• **AIM**
Copy the material from its start through the line containing "Give the mask of every instance of the man", renaming "dark jacket" to "black coat" and changing nothing else.

┌─ DATA EXTRACT

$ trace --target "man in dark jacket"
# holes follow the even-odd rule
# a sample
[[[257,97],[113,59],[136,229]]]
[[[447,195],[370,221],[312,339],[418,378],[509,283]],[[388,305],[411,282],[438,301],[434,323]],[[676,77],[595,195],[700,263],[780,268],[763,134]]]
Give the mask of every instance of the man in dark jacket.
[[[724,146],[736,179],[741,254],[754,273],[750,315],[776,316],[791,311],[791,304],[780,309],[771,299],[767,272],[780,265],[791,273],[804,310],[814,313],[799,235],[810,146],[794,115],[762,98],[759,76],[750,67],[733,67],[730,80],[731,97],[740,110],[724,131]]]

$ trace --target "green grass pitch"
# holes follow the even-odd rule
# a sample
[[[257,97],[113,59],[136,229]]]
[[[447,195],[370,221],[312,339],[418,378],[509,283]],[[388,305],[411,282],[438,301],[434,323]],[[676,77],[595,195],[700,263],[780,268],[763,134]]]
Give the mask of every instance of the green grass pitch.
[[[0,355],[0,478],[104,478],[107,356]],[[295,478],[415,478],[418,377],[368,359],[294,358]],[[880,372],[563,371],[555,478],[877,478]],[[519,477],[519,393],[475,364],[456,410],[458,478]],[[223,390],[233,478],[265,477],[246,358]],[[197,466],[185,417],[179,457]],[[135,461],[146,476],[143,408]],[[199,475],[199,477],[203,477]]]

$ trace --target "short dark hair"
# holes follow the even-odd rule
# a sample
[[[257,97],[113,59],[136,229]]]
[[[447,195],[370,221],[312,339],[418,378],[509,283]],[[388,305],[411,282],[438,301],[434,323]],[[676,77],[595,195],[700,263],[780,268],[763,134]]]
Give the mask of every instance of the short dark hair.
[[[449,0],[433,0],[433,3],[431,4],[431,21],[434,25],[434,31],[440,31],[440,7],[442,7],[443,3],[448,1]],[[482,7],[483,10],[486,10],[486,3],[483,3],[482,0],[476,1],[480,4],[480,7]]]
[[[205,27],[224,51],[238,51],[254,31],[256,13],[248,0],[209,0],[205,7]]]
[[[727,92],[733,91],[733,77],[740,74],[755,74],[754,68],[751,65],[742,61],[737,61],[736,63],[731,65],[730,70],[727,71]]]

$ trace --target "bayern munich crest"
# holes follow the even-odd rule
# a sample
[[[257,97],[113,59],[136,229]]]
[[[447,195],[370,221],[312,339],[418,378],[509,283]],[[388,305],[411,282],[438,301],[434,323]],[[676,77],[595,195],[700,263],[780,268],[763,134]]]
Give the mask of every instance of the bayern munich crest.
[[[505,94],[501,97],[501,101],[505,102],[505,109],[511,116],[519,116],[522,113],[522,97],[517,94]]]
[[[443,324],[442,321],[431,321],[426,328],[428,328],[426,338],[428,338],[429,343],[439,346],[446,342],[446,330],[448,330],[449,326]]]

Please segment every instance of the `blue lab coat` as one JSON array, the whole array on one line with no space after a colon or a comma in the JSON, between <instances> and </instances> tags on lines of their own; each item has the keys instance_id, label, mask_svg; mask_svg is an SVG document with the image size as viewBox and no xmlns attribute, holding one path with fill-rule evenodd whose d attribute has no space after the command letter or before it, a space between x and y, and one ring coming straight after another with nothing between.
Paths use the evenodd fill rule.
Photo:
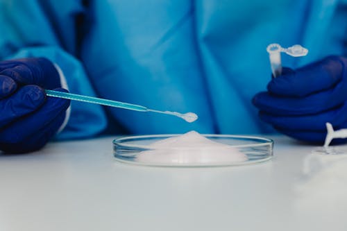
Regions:
<instances>
[{"instance_id":1,"label":"blue lab coat","mask_svg":"<svg viewBox=\"0 0 347 231\"><path fill-rule=\"evenodd\" d=\"M253 96L271 78L267 45L300 44L305 58L346 53L346 1L0 0L0 60L43 56L70 92L194 112L174 117L71 102L61 138L130 133L258 133Z\"/></svg>"}]
</instances>

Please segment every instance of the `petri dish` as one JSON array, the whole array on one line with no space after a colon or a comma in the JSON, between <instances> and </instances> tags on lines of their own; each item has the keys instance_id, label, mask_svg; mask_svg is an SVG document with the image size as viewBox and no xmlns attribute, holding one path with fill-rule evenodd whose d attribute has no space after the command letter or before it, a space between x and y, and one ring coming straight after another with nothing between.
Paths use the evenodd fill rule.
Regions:
<instances>
[{"instance_id":1,"label":"petri dish","mask_svg":"<svg viewBox=\"0 0 347 231\"><path fill-rule=\"evenodd\" d=\"M220 147L213 146L212 149L198 146L153 148L152 145L178 135L153 135L118 138L112 142L113 155L117 160L128 164L183 167L239 166L262 162L273 157L273 140L253 136L203 135L214 143L221 144ZM239 157L235 159L235 156Z\"/></svg>"}]
</instances>

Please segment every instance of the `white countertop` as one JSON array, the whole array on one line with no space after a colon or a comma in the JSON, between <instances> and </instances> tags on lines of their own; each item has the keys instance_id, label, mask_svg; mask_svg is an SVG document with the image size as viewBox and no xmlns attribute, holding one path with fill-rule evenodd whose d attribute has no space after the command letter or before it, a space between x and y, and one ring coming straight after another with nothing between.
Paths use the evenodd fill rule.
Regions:
<instances>
[{"instance_id":1,"label":"white countertop","mask_svg":"<svg viewBox=\"0 0 347 231\"><path fill-rule=\"evenodd\" d=\"M269 137L232 167L123 164L112 137L0 155L0 230L347 230L347 155Z\"/></svg>"}]
</instances>

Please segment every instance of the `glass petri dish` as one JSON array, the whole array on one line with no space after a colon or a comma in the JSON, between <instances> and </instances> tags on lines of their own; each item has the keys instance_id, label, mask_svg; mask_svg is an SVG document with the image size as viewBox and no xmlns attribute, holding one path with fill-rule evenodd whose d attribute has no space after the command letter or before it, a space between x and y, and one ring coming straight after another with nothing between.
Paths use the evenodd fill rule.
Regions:
<instances>
[{"instance_id":1,"label":"glass petri dish","mask_svg":"<svg viewBox=\"0 0 347 231\"><path fill-rule=\"evenodd\" d=\"M199 146L187 148L151 146L155 142L178 135L153 135L118 138L112 142L113 154L119 162L162 166L237 166L259 163L273 157L273 142L270 139L252 136L203 135L210 141L222 144L221 148L212 149Z\"/></svg>"}]
</instances>

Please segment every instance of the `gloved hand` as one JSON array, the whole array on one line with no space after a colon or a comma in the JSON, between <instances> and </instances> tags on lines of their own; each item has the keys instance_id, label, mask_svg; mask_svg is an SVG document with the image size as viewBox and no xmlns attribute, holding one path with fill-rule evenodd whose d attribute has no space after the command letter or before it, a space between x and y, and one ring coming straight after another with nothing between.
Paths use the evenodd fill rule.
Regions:
<instances>
[{"instance_id":1,"label":"gloved hand","mask_svg":"<svg viewBox=\"0 0 347 231\"><path fill-rule=\"evenodd\" d=\"M347 128L346 58L327 57L296 71L285 68L267 89L253 102L261 119L282 133L322 143L326 122L335 129Z\"/></svg>"},{"instance_id":2,"label":"gloved hand","mask_svg":"<svg viewBox=\"0 0 347 231\"><path fill-rule=\"evenodd\" d=\"M69 101L46 97L44 89L60 87L46 58L0 62L0 150L25 153L42 148L62 125Z\"/></svg>"}]
</instances>

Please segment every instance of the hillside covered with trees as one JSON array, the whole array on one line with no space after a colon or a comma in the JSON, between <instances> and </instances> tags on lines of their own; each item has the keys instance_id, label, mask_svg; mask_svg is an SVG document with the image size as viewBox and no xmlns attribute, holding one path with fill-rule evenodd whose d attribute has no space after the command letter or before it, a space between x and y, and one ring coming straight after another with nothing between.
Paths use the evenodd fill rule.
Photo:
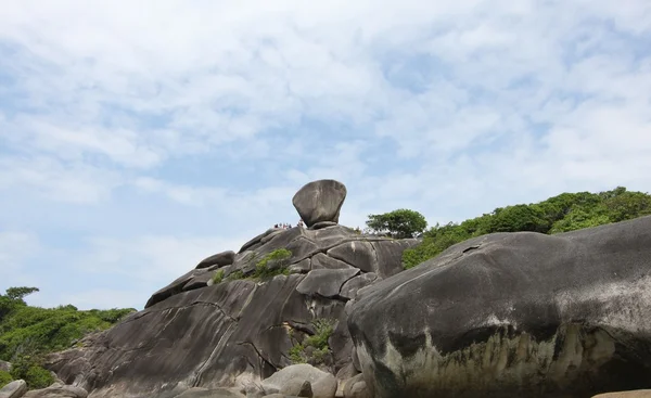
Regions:
<instances>
[{"instance_id":1,"label":"hillside covered with trees","mask_svg":"<svg viewBox=\"0 0 651 398\"><path fill-rule=\"evenodd\" d=\"M562 193L535 204L499 207L461 223L436 224L423 242L403 254L406 269L436 257L454 244L494 232L560 233L651 215L651 195L618 187L600 193Z\"/></svg>"},{"instance_id":2,"label":"hillside covered with trees","mask_svg":"<svg viewBox=\"0 0 651 398\"><path fill-rule=\"evenodd\" d=\"M0 360L12 363L9 372L0 369L0 386L18 378L29 388L49 386L54 378L40 365L46 354L69 348L86 334L106 330L135 311L33 307L24 298L34 292L38 288L10 287L0 294Z\"/></svg>"}]
</instances>

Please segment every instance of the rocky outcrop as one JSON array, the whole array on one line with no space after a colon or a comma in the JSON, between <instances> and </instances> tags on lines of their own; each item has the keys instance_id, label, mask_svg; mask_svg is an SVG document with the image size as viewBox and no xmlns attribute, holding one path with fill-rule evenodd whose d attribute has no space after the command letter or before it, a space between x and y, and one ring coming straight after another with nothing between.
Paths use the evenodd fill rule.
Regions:
<instances>
[{"instance_id":1,"label":"rocky outcrop","mask_svg":"<svg viewBox=\"0 0 651 398\"><path fill-rule=\"evenodd\" d=\"M651 217L472 239L362 288L349 305L373 397L649 387Z\"/></svg>"},{"instance_id":2,"label":"rocky outcrop","mask_svg":"<svg viewBox=\"0 0 651 398\"><path fill-rule=\"evenodd\" d=\"M592 398L651 398L651 389L637 389L635 391L599 394Z\"/></svg>"},{"instance_id":3,"label":"rocky outcrop","mask_svg":"<svg viewBox=\"0 0 651 398\"><path fill-rule=\"evenodd\" d=\"M334 376L306 363L294 364L276 372L271 377L264 380L261 386L267 394L280 393L307 397L305 383L309 385L311 397L334 398L336 391ZM301 393L304 394L299 395Z\"/></svg>"},{"instance_id":4,"label":"rocky outcrop","mask_svg":"<svg viewBox=\"0 0 651 398\"><path fill-rule=\"evenodd\" d=\"M88 391L84 388L63 384L53 384L48 388L33 389L27 391L23 398L86 398Z\"/></svg>"},{"instance_id":5,"label":"rocky outcrop","mask_svg":"<svg viewBox=\"0 0 651 398\"><path fill-rule=\"evenodd\" d=\"M213 255L208 258L204 258L197 266L196 269L208 268L208 267L226 267L233 264L235 260L235 252L227 251Z\"/></svg>"},{"instance_id":6,"label":"rocky outcrop","mask_svg":"<svg viewBox=\"0 0 651 398\"><path fill-rule=\"evenodd\" d=\"M20 398L27 391L27 383L24 380L14 380L0 388L0 398Z\"/></svg>"},{"instance_id":7,"label":"rocky outcrop","mask_svg":"<svg viewBox=\"0 0 651 398\"><path fill-rule=\"evenodd\" d=\"M317 223L320 228L330 226L329 222L339 222L340 209L345 198L346 187L343 183L319 180L298 190L292 198L292 204L308 228Z\"/></svg>"},{"instance_id":8,"label":"rocky outcrop","mask_svg":"<svg viewBox=\"0 0 651 398\"><path fill-rule=\"evenodd\" d=\"M253 391L296 358L335 374L352 361L346 301L399 272L401 251L416 243L339 224L270 229L245 243L232 264L210 260L189 271L154 293L144 310L50 356L48 367L91 398L171 398L194 387L205 389L192 393L200 395L235 386ZM349 255L361 246L370 255ZM290 254L279 257L283 251ZM323 338L319 325L331 326L324 350L309 343ZM318 386L310 381L315 397Z\"/></svg>"}]
</instances>

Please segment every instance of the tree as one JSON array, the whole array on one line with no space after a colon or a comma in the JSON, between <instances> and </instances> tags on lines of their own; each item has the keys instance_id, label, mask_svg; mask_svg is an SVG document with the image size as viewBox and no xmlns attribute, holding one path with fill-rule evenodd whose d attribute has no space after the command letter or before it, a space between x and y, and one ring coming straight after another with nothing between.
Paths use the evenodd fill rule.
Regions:
<instances>
[{"instance_id":1,"label":"tree","mask_svg":"<svg viewBox=\"0 0 651 398\"><path fill-rule=\"evenodd\" d=\"M405 208L382 215L369 215L366 223L375 233L390 233L397 239L413 237L427 228L423 215Z\"/></svg>"}]
</instances>

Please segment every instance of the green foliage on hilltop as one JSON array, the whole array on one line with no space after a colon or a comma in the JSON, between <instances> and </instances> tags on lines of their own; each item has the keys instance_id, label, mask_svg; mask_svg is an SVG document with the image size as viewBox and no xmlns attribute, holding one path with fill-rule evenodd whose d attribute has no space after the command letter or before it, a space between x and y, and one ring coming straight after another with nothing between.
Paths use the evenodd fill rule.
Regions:
<instances>
[{"instance_id":1,"label":"green foliage on hilltop","mask_svg":"<svg viewBox=\"0 0 651 398\"><path fill-rule=\"evenodd\" d=\"M369 215L366 223L374 233L388 233L397 239L413 237L427 228L423 215L406 208L382 215Z\"/></svg>"},{"instance_id":2,"label":"green foliage on hilltop","mask_svg":"<svg viewBox=\"0 0 651 398\"><path fill-rule=\"evenodd\" d=\"M50 372L41 367L44 355L69 348L86 334L106 330L135 311L33 307L24 297L34 292L38 288L10 287L0 294L0 360L11 362L11 376L25 380L29 388L52 384Z\"/></svg>"},{"instance_id":3,"label":"green foliage on hilltop","mask_svg":"<svg viewBox=\"0 0 651 398\"><path fill-rule=\"evenodd\" d=\"M295 344L288 351L292 362L294 364L322 364L331 351L328 339L334 331L334 324L335 321L332 319L314 320L315 334L306 337L302 343Z\"/></svg>"},{"instance_id":4,"label":"green foliage on hilltop","mask_svg":"<svg viewBox=\"0 0 651 398\"><path fill-rule=\"evenodd\" d=\"M651 215L651 195L618 187L600 193L562 193L529 205L496 208L461 223L436 224L423 242L403 253L406 269L436 257L454 244L494 232L569 232Z\"/></svg>"}]
</instances>

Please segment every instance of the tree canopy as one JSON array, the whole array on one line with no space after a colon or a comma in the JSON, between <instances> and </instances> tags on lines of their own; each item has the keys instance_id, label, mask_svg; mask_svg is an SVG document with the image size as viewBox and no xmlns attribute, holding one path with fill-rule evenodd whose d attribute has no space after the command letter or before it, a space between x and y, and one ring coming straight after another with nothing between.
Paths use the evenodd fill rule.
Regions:
<instances>
[{"instance_id":1,"label":"tree canopy","mask_svg":"<svg viewBox=\"0 0 651 398\"><path fill-rule=\"evenodd\" d=\"M369 215L367 226L376 233L393 237L413 237L427 228L425 217L418 211L400 208L382 215Z\"/></svg>"},{"instance_id":2,"label":"tree canopy","mask_svg":"<svg viewBox=\"0 0 651 398\"><path fill-rule=\"evenodd\" d=\"M29 388L53 383L41 364L42 356L69 348L91 332L111 328L133 308L79 311L75 306L41 308L28 306L24 297L37 287L10 287L0 294L0 360L12 362L11 373L0 380L23 378Z\"/></svg>"},{"instance_id":3,"label":"tree canopy","mask_svg":"<svg viewBox=\"0 0 651 398\"><path fill-rule=\"evenodd\" d=\"M651 215L651 195L617 187L600 193L562 193L536 204L499 207L461 223L436 224L423 242L403 254L405 268L414 267L454 244L493 232L560 233Z\"/></svg>"}]
</instances>

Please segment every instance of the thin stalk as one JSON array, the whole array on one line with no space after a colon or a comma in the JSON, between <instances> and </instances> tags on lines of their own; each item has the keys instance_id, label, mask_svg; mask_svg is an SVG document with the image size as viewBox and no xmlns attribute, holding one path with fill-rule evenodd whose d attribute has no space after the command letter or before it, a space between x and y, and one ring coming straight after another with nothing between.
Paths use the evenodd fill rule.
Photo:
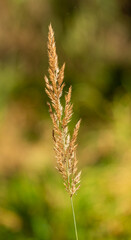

└─

• **WRITTEN REPLY**
$ trace --target "man in black coat"
# holes follow the even-odd rule
# a sample
[[[257,97],[113,59],[136,229]]]
[[[447,195],[370,221],[312,339],[418,378],[509,283]],[[388,305],[411,282],[438,301],[434,323]],[[676,77],[595,195],[700,263],[780,268],[763,134]]]
Give the mask of every instance of the man in black coat.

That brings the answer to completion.